[[ Task inputs, beginning ]]

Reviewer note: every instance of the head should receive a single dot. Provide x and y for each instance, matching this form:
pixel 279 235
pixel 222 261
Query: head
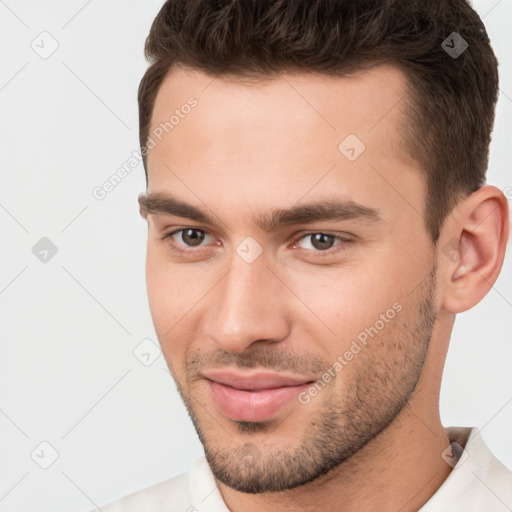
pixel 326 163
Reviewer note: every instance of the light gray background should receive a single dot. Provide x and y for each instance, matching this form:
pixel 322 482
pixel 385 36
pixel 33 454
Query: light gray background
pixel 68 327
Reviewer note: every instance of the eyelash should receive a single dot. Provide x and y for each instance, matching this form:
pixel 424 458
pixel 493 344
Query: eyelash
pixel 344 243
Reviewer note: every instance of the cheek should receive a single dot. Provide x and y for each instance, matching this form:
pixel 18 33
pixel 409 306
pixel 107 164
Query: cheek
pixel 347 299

[[ Task inputs, end ]]

• [Work task] Start at the line with "Query: eyelash". Give that line and every line after it again, word for word, through the last line above.

• [Exercise output]
Query: eyelash
pixel 344 243
Reviewer note: every instance of the cheek should receive a single dot. Provide x and y for each instance, matching this form:
pixel 18 33
pixel 409 306
pixel 107 164
Query: cheek
pixel 347 299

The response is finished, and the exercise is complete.